▸ **STATED EXERCISE**: Rewrite every line of the entries below as a numbered list, omitting any blank lines.
-- begin RECORDS TO USE --
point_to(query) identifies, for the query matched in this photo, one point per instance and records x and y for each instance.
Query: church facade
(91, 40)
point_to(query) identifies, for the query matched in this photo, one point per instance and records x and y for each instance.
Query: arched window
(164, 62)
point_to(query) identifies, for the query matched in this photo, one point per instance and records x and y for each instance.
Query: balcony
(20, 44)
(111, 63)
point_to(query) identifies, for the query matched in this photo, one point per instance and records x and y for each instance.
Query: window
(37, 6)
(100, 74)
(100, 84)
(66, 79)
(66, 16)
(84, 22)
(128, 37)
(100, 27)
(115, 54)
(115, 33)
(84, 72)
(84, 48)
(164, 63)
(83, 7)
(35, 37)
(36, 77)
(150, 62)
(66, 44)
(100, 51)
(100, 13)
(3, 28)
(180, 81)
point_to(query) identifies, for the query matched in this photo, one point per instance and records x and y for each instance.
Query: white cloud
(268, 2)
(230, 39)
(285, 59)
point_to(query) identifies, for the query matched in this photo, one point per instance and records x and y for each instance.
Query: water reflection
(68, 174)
-- end RECORDS TO USE --
▸ **SOLUTION**:
1. point_to(query) identifies, for the query matched in this photo, one point per instance and records x and y for each instance.
2. Query: church facade
3. (91, 40)
4. point_to(query) identifies, for the query matched in this photo, one point per instance and records x and y for each instance.
5. Query: arched window
6. (164, 62)
7. point_to(query) identifies, for the query matched in this photo, one point per instance and records x and y for each instance.
8. Query: balcony
9. (20, 44)
10. (111, 63)
11. point_to(query) identifies, for the query matched in this photo, one point per instance and records x and y for each instance.
12. Query: window
13. (37, 6)
14. (100, 74)
15. (100, 84)
16. (66, 79)
17. (66, 16)
18. (84, 22)
19. (128, 37)
20. (100, 27)
21. (115, 54)
22. (115, 33)
23. (84, 72)
24. (84, 48)
25. (164, 63)
26. (83, 7)
27. (35, 37)
28. (36, 77)
29. (150, 62)
30. (66, 44)
31. (100, 51)
32. (100, 13)
33. (3, 28)
34. (180, 81)
35. point_to(query) identifies, for the query matched in this photo, one point per instance and records x and y for each instance.
36. Query: white cloud
37. (268, 2)
38. (230, 39)
39. (285, 59)
40. point_to(query) identifies, for the query matched in this photo, one point per instance and records x and y for each instance.
41. Query: water reflection
42. (68, 174)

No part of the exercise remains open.